▸ About this task
Restate the records that follow word for word. Omit the images.
· · · · ·
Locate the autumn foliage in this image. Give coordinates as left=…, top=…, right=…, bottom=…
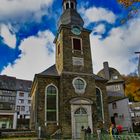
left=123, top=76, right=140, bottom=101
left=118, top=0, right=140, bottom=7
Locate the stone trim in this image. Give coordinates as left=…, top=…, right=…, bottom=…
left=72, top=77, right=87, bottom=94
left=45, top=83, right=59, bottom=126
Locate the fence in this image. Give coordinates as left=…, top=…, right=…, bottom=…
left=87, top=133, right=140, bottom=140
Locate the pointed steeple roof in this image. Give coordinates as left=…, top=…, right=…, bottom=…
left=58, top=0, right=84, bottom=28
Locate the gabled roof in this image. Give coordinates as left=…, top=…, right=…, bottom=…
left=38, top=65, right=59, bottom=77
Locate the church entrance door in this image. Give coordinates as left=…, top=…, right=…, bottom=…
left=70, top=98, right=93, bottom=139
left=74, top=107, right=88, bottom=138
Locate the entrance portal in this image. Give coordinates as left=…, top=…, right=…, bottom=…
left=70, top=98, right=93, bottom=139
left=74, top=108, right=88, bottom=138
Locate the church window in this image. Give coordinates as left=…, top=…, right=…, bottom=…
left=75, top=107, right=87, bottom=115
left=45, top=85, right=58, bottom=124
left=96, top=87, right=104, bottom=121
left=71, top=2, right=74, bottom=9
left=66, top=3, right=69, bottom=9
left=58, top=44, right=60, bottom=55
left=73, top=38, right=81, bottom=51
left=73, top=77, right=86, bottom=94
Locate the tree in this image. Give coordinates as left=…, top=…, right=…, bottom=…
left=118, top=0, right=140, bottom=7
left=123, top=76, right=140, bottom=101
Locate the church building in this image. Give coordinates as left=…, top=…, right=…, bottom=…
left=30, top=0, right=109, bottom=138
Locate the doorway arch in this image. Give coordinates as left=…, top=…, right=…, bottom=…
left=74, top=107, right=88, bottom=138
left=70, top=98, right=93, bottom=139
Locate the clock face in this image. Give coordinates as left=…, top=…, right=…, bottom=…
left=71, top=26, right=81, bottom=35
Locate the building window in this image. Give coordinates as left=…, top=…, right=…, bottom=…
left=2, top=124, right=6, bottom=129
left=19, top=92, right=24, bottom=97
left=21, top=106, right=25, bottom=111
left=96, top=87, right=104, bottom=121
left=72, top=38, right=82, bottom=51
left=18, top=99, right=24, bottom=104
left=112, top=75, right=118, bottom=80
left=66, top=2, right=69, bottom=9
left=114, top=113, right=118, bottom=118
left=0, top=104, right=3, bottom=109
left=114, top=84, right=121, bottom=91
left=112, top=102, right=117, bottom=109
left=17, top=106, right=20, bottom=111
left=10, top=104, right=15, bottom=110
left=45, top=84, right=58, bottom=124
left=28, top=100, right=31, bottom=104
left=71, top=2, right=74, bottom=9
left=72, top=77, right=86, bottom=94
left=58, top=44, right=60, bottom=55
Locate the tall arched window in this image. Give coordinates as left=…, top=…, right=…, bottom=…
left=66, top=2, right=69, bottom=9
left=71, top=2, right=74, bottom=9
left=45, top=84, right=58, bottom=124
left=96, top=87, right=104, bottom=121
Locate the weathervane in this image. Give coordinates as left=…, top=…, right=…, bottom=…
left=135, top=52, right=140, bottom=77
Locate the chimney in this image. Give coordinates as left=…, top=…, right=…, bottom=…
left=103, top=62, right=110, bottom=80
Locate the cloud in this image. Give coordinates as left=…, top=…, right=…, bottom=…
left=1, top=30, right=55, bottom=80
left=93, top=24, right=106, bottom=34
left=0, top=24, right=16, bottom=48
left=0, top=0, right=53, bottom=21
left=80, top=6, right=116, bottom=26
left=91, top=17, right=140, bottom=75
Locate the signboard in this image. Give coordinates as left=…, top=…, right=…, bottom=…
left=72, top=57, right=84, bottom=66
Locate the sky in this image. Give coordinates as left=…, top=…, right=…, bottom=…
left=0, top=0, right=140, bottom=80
· · · · ·
▸ Answer to this exercise
Locate the autumn foliage in this image. Give coordinates as left=…, top=…, right=…, bottom=…
left=123, top=76, right=140, bottom=101
left=118, top=0, right=140, bottom=7
Locate the stone trim in this image. Give coordinates as left=…, top=…, right=…, bottom=…
left=72, top=77, right=87, bottom=94
left=45, top=83, right=59, bottom=126
Locate the fence in this image. Give coordinates as left=…, top=…, right=…, bottom=…
left=87, top=133, right=140, bottom=140
Locate the pointed steeple roof in this image. Give coordinates as left=…, top=…, right=…, bottom=…
left=58, top=0, right=84, bottom=28
Locate the gabled roof in this image. Give coordinates as left=…, top=…, right=…, bottom=…
left=38, top=65, right=59, bottom=77
Locate the church entrance door in this image. Give coordinates as left=…, top=…, right=…, bottom=…
left=70, top=98, right=93, bottom=139
left=74, top=107, right=88, bottom=138
Locate the entrance portal in this image. Give coordinates as left=…, top=…, right=…, bottom=…
left=70, top=98, right=93, bottom=139
left=74, top=108, right=88, bottom=138
Locate the church window in this image. Give coordinates as left=…, top=…, right=…, bottom=…
left=75, top=107, right=87, bottom=115
left=45, top=85, right=58, bottom=124
left=96, top=87, right=104, bottom=121
left=71, top=2, right=74, bottom=9
left=66, top=3, right=69, bottom=9
left=58, top=44, right=60, bottom=55
left=73, top=38, right=81, bottom=51
left=73, top=77, right=86, bottom=94
Locate the tree in this image. Give coordinates as left=…, top=…, right=…, bottom=…
left=118, top=0, right=140, bottom=7
left=123, top=76, right=140, bottom=101
Locate the church building in this image. Give coordinates as left=…, top=…, right=…, bottom=…
left=30, top=0, right=109, bottom=138
Locate the doorway arch in this image. Give coordinates as left=…, top=…, right=…, bottom=…
left=74, top=107, right=88, bottom=138
left=70, top=98, right=93, bottom=139
Locate the clock face in this image. Give coordinates as left=…, top=…, right=…, bottom=…
left=71, top=26, right=81, bottom=35
Locate the building window in this image. Give coordinates as left=…, top=…, right=…, bottom=…
left=2, top=124, right=6, bottom=129
left=19, top=92, right=24, bottom=97
left=21, top=106, right=25, bottom=111
left=96, top=87, right=104, bottom=121
left=72, top=38, right=82, bottom=51
left=18, top=99, right=24, bottom=104
left=112, top=75, right=118, bottom=80
left=66, top=2, right=69, bottom=9
left=114, top=113, right=118, bottom=118
left=0, top=104, right=3, bottom=109
left=114, top=84, right=121, bottom=91
left=112, top=102, right=117, bottom=109
left=17, top=106, right=20, bottom=111
left=10, top=104, right=15, bottom=110
left=45, top=84, right=58, bottom=124
left=28, top=100, right=31, bottom=104
left=71, top=2, right=74, bottom=9
left=72, top=77, right=86, bottom=94
left=58, top=44, right=60, bottom=55
Locate the tall arched window in this image. Give coordinates as left=…, top=…, right=…, bottom=…
left=66, top=2, right=69, bottom=9
left=71, top=2, right=74, bottom=9
left=45, top=84, right=58, bottom=124
left=96, top=87, right=104, bottom=121
Locate the weathervane in this image. Give coordinates as left=…, top=…, right=…, bottom=…
left=135, top=52, right=140, bottom=77
Locate the chimney in this image. Give coordinates as left=…, top=…, right=…, bottom=…
left=103, top=62, right=110, bottom=80
Locate the cloud in this image. Give coordinates as left=…, top=…, right=…, bottom=…
left=1, top=30, right=55, bottom=80
left=93, top=24, right=106, bottom=34
left=0, top=24, right=16, bottom=48
left=0, top=0, right=53, bottom=21
left=80, top=6, right=116, bottom=26
left=91, top=17, right=140, bottom=75
Locate the signboard in this image. Give coordinates as left=…, top=…, right=…, bottom=…
left=72, top=57, right=84, bottom=66
Locate the sky in this image. Give coordinates as left=…, top=…, right=…, bottom=…
left=0, top=0, right=140, bottom=80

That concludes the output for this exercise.